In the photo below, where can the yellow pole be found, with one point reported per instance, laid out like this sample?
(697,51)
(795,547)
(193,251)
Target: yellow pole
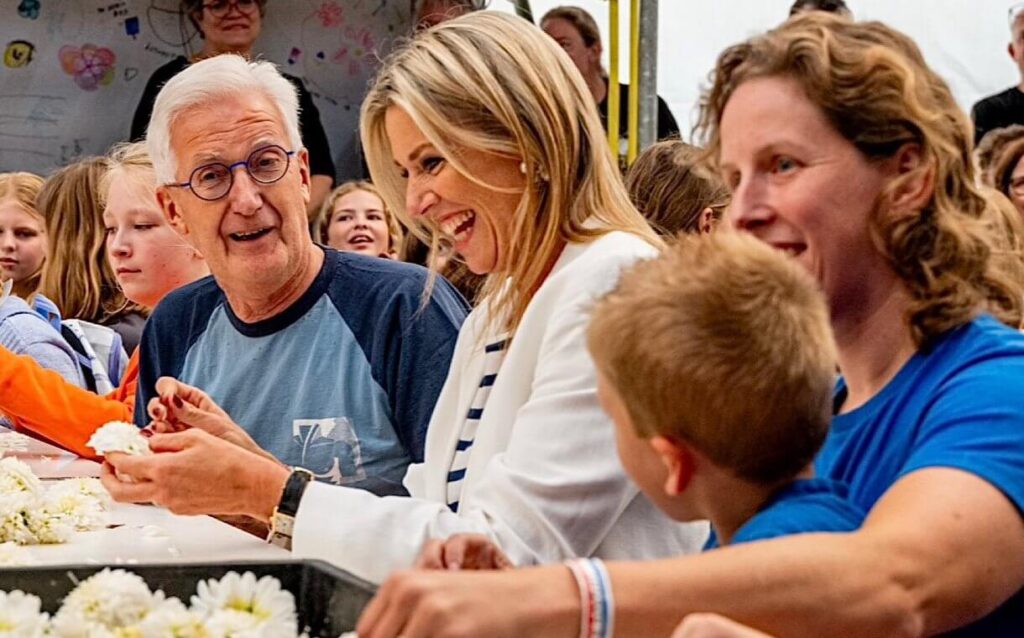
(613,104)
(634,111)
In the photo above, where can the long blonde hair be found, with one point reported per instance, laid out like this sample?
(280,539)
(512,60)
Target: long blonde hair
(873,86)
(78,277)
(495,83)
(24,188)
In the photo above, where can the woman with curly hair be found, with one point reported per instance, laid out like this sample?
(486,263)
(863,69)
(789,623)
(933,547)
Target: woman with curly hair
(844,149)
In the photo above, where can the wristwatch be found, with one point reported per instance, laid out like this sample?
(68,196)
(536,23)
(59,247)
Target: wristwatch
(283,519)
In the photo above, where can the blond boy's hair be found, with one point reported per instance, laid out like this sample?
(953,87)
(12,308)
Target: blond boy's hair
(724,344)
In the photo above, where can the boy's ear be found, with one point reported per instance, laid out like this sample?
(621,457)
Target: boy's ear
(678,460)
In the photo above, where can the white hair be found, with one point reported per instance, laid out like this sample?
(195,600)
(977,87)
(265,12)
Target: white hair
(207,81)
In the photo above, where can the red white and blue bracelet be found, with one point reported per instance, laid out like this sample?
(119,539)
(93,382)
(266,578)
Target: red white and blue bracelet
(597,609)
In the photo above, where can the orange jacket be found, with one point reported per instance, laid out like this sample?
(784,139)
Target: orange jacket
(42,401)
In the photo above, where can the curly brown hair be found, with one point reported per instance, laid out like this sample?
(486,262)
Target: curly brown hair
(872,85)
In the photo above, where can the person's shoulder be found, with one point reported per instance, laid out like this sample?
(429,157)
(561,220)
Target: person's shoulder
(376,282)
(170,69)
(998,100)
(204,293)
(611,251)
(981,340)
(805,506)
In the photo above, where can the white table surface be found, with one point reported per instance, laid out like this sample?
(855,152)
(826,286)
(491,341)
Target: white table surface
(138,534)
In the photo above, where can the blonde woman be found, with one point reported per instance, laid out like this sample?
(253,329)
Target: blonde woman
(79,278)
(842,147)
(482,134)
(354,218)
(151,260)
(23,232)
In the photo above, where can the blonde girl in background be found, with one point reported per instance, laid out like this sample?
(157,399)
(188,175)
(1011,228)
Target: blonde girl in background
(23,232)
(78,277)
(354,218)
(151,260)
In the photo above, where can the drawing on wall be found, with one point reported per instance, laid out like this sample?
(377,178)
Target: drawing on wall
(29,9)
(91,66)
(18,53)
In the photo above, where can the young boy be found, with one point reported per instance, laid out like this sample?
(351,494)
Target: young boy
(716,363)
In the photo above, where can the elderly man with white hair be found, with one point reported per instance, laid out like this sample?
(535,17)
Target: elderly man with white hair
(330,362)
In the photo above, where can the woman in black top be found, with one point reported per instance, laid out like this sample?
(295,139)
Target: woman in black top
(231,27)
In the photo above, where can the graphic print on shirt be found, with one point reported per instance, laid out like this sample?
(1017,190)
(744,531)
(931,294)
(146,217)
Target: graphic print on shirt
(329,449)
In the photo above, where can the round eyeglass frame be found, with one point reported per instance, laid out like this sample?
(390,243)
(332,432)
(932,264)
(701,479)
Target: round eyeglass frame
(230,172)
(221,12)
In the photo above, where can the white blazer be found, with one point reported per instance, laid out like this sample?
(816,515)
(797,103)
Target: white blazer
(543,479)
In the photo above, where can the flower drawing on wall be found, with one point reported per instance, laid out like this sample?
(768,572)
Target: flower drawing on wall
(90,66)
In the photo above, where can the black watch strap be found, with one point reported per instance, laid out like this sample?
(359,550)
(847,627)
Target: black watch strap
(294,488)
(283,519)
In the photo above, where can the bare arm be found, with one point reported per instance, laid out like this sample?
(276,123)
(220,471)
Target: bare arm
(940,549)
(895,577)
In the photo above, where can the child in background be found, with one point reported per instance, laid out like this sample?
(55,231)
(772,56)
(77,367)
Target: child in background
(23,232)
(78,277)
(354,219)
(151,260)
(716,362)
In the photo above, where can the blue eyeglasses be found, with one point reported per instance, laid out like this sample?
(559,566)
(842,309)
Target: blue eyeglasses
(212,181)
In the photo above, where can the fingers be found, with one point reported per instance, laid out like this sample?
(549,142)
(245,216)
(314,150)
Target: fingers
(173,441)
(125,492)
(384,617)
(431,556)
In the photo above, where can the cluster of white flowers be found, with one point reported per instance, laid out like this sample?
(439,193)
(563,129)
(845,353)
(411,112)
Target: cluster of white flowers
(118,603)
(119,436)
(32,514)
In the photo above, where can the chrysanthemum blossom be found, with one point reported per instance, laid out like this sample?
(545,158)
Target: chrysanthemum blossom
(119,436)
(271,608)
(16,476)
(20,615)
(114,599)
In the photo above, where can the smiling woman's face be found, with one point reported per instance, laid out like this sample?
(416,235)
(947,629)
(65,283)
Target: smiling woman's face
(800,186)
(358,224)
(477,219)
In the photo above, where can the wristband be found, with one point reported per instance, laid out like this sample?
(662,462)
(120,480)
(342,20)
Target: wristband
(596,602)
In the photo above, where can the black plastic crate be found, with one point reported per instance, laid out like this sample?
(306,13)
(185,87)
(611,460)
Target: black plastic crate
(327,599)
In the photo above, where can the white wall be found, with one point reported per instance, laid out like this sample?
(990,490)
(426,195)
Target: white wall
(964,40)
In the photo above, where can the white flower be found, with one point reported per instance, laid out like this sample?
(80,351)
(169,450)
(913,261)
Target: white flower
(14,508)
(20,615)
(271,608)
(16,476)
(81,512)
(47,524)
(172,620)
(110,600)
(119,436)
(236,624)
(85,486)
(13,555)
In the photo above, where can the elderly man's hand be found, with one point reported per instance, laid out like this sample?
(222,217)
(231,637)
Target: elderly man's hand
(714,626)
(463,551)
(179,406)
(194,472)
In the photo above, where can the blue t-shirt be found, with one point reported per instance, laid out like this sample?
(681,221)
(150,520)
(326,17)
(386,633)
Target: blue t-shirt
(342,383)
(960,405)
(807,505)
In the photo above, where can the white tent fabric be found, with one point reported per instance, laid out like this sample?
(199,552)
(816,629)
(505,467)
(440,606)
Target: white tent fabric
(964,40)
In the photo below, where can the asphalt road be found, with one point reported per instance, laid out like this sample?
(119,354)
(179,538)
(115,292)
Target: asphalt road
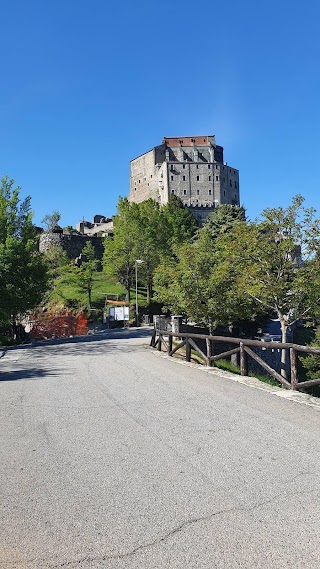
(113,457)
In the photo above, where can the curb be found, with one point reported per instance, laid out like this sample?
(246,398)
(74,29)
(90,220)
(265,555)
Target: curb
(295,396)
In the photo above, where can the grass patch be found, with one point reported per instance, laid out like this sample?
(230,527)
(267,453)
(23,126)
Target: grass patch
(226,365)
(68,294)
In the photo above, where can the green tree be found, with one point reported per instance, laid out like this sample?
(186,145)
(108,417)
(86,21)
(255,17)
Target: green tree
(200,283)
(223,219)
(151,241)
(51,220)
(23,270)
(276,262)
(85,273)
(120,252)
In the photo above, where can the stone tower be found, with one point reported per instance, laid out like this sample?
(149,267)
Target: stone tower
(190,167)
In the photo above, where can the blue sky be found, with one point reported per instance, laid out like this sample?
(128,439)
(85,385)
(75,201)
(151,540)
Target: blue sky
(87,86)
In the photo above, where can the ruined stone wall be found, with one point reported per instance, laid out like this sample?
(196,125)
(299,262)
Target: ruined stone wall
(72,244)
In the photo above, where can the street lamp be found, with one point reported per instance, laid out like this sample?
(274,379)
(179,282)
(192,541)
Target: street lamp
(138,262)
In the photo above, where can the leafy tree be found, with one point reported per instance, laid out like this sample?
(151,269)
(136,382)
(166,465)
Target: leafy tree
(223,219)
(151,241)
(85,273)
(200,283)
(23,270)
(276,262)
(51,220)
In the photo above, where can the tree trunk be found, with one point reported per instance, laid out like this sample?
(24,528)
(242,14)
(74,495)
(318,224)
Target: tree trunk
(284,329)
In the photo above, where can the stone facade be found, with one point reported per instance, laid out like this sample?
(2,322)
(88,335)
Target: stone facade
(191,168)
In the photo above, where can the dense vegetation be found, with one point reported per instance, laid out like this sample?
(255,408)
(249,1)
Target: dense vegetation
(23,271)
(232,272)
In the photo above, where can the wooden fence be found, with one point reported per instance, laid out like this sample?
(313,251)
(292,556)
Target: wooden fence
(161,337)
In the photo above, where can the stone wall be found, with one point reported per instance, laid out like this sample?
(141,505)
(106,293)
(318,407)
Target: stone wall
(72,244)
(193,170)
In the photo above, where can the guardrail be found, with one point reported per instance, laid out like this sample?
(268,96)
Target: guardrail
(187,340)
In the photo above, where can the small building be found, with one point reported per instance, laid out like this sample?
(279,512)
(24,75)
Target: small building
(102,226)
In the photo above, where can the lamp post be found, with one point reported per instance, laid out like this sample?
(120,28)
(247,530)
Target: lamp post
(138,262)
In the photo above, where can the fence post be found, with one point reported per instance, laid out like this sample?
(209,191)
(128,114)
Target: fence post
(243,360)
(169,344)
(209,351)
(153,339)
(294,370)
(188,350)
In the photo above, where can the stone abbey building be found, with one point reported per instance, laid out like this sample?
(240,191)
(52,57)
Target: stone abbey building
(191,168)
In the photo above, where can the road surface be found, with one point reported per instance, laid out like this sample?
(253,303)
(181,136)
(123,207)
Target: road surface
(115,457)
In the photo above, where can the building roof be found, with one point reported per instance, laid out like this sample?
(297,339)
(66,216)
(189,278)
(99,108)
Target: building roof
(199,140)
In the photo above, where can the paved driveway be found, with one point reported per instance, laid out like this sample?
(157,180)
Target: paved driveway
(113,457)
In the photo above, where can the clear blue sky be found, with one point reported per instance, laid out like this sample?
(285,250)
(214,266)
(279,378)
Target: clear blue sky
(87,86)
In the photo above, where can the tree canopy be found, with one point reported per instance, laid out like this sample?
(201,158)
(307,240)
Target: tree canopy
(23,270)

********************

▸ EXERCISE INSTRUCTIONS
Reproduce the lines verbatim, starting at the line that contains "In the photo above, where can the lamp" and ending at the final line of the records, with both ends included.

▸ COMPLETE ANSWER
In the photo above, where can the lamp post be found, with one point reported per instance, laid out like this sample?
(120,28)
(247,530)
Target: lamp post
(138,262)
In the photo above, where can the fence post be found, with one point reported per instance, laid out like this sample?
(209,191)
(128,114)
Target: fence post
(243,360)
(169,344)
(209,351)
(153,339)
(294,370)
(188,350)
In the photo above, where can the stone abbey building be found, with one point reported per instance, laid out like this sample?
(240,191)
(52,57)
Target: stone abbey building
(191,168)
In the photo above, where can the road surface be found, with one point reported per instance, laid out like this sample?
(253,303)
(181,136)
(123,207)
Target: road surface
(115,457)
In the photo above, where can the building roof be found, with one point reported per instance, laid out like this sample?
(297,339)
(66,216)
(189,278)
(99,108)
Target: building roof
(199,140)
In the photo above, where can the paved driveway be found, with one point reported per instance, laid out like this sample?
(157,180)
Target: paved driveway
(113,457)
In the photo above, where can the clear blue sky be found, with one point reported per instance, laid out like this sample?
(285,250)
(214,266)
(279,378)
Target: clear blue sky
(87,86)
In the photo above, where can the tree canopy be found, with one point reported per instance, laid out like this sample?
(201,158)
(307,240)
Target: tree canopy
(23,270)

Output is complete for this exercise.